Task instructions: Using the listing below, copy every line that mentions "sitting".

Entries shown:
----------------------------------------
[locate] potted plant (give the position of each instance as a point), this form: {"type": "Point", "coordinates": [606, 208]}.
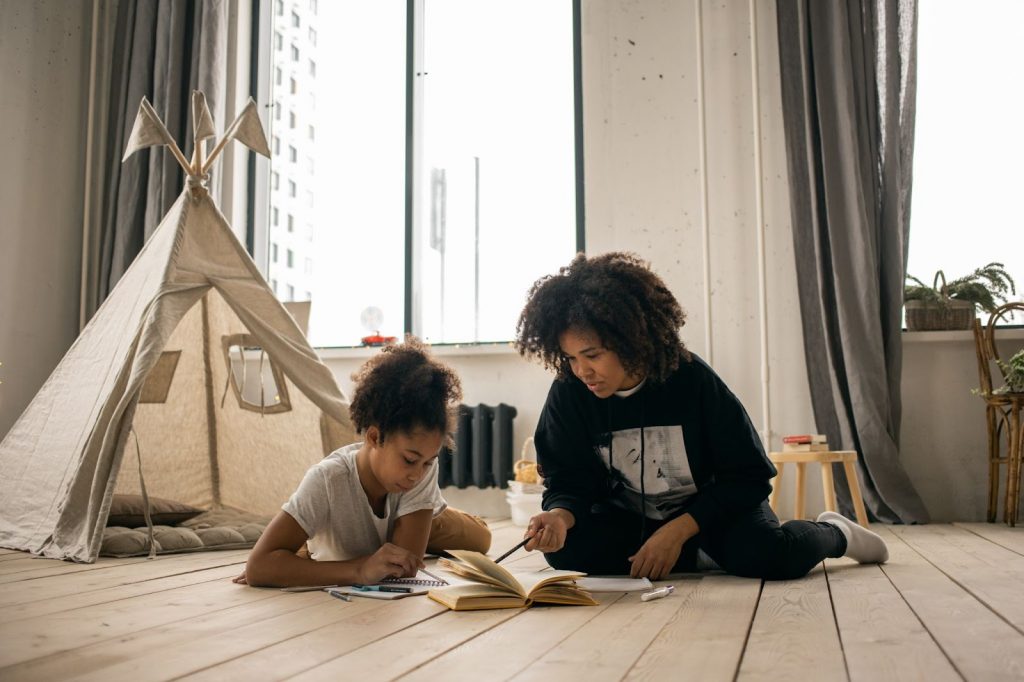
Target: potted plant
{"type": "Point", "coordinates": [951, 305]}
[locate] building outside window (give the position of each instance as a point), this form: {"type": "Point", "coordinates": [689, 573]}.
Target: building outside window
{"type": "Point", "coordinates": [494, 174]}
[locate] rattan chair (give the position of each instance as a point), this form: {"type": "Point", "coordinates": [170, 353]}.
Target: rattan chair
{"type": "Point", "coordinates": [1003, 416]}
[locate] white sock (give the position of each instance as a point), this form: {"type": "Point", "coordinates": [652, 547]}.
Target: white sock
{"type": "Point", "coordinates": [862, 545]}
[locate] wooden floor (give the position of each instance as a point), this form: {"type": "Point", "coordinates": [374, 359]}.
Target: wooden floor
{"type": "Point", "coordinates": [948, 605]}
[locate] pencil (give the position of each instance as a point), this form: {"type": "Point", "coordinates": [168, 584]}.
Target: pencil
{"type": "Point", "coordinates": [509, 553]}
{"type": "Point", "coordinates": [439, 580]}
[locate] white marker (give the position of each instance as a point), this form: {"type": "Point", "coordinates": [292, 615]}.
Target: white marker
{"type": "Point", "coordinates": [657, 594]}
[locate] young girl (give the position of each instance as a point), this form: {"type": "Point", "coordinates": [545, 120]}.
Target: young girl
{"type": "Point", "coordinates": [650, 464]}
{"type": "Point", "coordinates": [367, 510]}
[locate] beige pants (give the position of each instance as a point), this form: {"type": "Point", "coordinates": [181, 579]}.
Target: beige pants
{"type": "Point", "coordinates": [457, 529]}
{"type": "Point", "coordinates": [451, 529]}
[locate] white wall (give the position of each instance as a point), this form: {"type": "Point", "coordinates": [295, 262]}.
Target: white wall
{"type": "Point", "coordinates": [671, 165]}
{"type": "Point", "coordinates": [44, 52]}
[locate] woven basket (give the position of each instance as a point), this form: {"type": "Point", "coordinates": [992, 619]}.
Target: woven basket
{"type": "Point", "coordinates": [922, 316]}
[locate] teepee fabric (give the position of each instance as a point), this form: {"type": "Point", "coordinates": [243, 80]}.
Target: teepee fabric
{"type": "Point", "coordinates": [147, 385]}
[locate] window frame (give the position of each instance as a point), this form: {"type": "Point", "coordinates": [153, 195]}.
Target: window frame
{"type": "Point", "coordinates": [257, 233]}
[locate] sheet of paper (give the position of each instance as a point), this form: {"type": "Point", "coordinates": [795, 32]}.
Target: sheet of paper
{"type": "Point", "coordinates": [596, 584]}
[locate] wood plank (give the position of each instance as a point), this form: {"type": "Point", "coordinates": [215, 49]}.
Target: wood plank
{"type": "Point", "coordinates": [607, 645]}
{"type": "Point", "coordinates": [979, 643]}
{"type": "Point", "coordinates": [1000, 534]}
{"type": "Point", "coordinates": [794, 631]}
{"type": "Point", "coordinates": [82, 599]}
{"type": "Point", "coordinates": [60, 567]}
{"type": "Point", "coordinates": [297, 653]}
{"type": "Point", "coordinates": [395, 655]}
{"type": "Point", "coordinates": [987, 570]}
{"type": "Point", "coordinates": [511, 646]}
{"type": "Point", "coordinates": [883, 639]}
{"type": "Point", "coordinates": [115, 574]}
{"type": "Point", "coordinates": [145, 653]}
{"type": "Point", "coordinates": [33, 638]}
{"type": "Point", "coordinates": [707, 635]}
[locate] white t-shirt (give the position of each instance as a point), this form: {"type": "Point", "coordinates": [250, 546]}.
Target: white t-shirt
{"type": "Point", "coordinates": [332, 507]}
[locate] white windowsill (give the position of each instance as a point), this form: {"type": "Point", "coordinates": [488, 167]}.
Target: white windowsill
{"type": "Point", "coordinates": [441, 350]}
{"type": "Point", "coordinates": [960, 335]}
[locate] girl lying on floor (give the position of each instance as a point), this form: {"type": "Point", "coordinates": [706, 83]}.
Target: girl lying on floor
{"type": "Point", "coordinates": [370, 510]}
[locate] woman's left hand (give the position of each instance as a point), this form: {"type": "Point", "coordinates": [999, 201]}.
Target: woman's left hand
{"type": "Point", "coordinates": [657, 556]}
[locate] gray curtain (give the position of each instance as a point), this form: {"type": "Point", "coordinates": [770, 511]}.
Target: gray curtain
{"type": "Point", "coordinates": [848, 71]}
{"type": "Point", "coordinates": [162, 49]}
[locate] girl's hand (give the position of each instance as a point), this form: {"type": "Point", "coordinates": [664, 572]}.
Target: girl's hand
{"type": "Point", "coordinates": [657, 556]}
{"type": "Point", "coordinates": [389, 561]}
{"type": "Point", "coordinates": [547, 530]}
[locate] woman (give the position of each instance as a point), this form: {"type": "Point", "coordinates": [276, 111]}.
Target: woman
{"type": "Point", "coordinates": [650, 464]}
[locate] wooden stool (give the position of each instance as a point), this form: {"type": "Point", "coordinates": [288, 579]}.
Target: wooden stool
{"type": "Point", "coordinates": [826, 458]}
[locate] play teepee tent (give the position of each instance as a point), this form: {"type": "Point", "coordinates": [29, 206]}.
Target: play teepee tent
{"type": "Point", "coordinates": [153, 395]}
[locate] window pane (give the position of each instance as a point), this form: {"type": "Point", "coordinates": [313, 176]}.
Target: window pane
{"type": "Point", "coordinates": [496, 182]}
{"type": "Point", "coordinates": [967, 170]}
{"type": "Point", "coordinates": [347, 120]}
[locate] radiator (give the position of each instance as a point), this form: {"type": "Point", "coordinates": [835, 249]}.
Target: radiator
{"type": "Point", "coordinates": [482, 454]}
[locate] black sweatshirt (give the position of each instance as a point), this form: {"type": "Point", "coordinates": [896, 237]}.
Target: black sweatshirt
{"type": "Point", "coordinates": [689, 437]}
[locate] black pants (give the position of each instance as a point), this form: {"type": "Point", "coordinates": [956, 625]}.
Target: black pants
{"type": "Point", "coordinates": [753, 545]}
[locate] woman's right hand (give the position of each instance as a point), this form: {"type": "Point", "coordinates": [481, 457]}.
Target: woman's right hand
{"type": "Point", "coordinates": [389, 561]}
{"type": "Point", "coordinates": [547, 530]}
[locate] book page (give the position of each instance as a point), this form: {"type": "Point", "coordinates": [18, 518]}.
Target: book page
{"type": "Point", "coordinates": [476, 566]}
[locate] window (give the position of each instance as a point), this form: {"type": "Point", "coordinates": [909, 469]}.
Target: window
{"type": "Point", "coordinates": [493, 175]}
{"type": "Point", "coordinates": [967, 173]}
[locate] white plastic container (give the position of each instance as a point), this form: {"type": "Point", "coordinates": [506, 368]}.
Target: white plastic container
{"type": "Point", "coordinates": [523, 506]}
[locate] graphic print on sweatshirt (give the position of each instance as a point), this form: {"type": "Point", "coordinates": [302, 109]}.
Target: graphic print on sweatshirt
{"type": "Point", "coordinates": [668, 481]}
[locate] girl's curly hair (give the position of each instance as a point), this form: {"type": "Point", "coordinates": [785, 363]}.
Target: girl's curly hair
{"type": "Point", "coordinates": [617, 297]}
{"type": "Point", "coordinates": [403, 388]}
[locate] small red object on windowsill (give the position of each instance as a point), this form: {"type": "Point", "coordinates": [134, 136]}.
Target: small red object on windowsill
{"type": "Point", "coordinates": [377, 340]}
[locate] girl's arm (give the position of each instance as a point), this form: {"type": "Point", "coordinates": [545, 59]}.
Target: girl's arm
{"type": "Point", "coordinates": [412, 531]}
{"type": "Point", "coordinates": [273, 562]}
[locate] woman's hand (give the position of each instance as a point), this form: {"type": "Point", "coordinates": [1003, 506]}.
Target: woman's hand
{"type": "Point", "coordinates": [389, 561]}
{"type": "Point", "coordinates": [658, 555]}
{"type": "Point", "coordinates": [547, 530]}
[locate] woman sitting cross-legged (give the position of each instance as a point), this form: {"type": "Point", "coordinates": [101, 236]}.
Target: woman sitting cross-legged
----------------------------------------
Solution for this exercise:
[locate] woman sitting cross-legged (give the position of each instance as a point), this form: {"type": "Point", "coordinates": [101, 236]}.
Target: woman sitting cross-legged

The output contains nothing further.